■ **Material to process**:

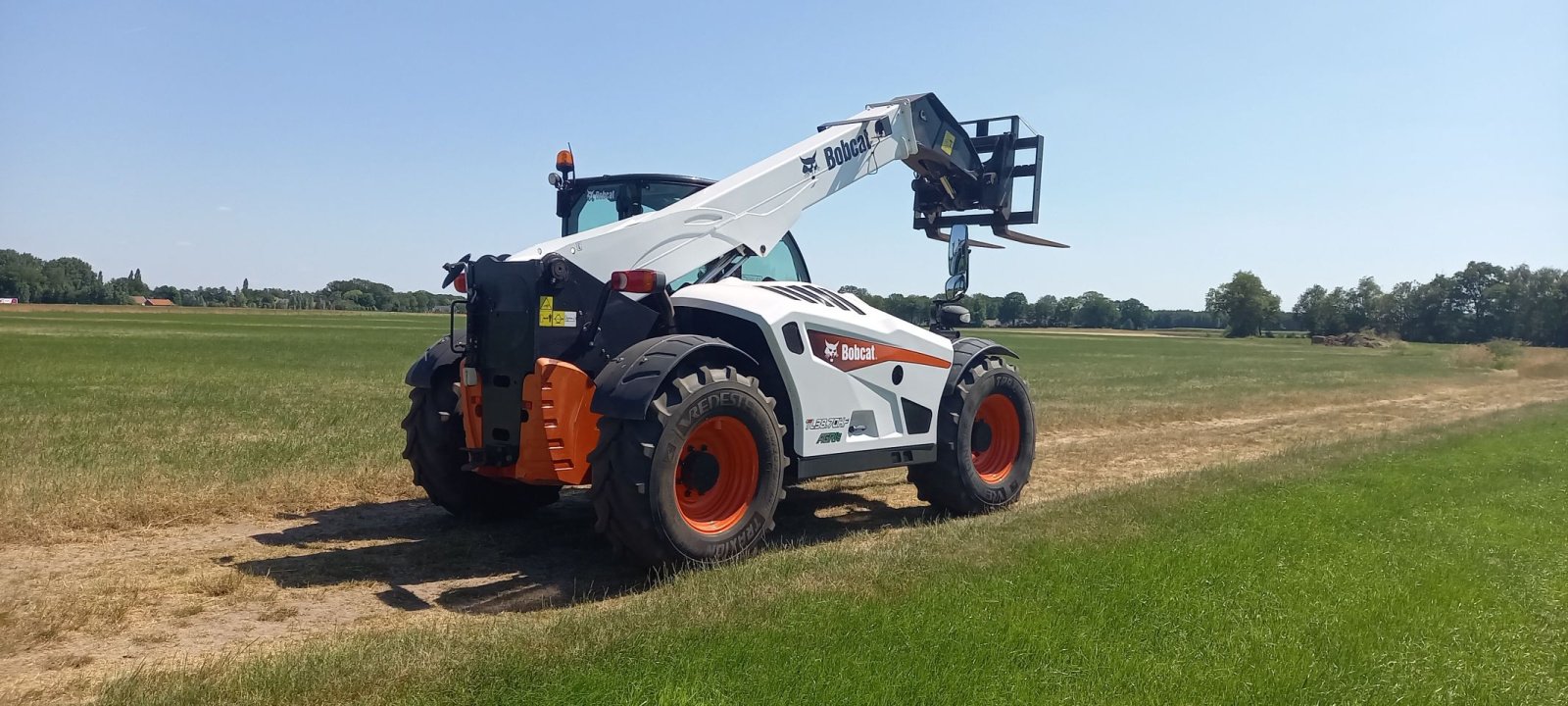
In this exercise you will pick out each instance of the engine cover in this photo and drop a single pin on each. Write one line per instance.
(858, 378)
---
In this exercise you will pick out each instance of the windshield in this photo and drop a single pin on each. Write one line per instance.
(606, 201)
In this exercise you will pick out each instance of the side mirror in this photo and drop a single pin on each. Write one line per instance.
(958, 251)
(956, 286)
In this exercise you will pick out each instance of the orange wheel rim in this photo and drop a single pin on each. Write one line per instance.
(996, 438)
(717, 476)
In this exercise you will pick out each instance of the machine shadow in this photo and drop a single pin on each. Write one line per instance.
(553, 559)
...
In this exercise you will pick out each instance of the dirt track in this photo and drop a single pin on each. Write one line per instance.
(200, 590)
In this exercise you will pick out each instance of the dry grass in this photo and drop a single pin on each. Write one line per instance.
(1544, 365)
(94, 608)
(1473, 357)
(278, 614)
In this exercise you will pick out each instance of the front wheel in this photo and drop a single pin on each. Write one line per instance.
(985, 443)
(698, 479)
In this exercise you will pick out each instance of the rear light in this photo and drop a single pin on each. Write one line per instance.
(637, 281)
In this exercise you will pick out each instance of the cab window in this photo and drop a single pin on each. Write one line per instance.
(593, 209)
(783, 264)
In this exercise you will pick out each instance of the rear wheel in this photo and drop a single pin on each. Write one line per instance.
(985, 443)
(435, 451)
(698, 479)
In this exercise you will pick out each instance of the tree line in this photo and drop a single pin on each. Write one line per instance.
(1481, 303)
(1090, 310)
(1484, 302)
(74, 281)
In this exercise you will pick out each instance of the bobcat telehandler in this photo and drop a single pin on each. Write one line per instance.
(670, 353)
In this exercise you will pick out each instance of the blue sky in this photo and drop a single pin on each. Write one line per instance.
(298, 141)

■ **Short task**:
Count the lines in the records that contain the string "wheel", treating uppercase and lowercase letters as different. Reply with only the number.

■ **Response to this task**:
3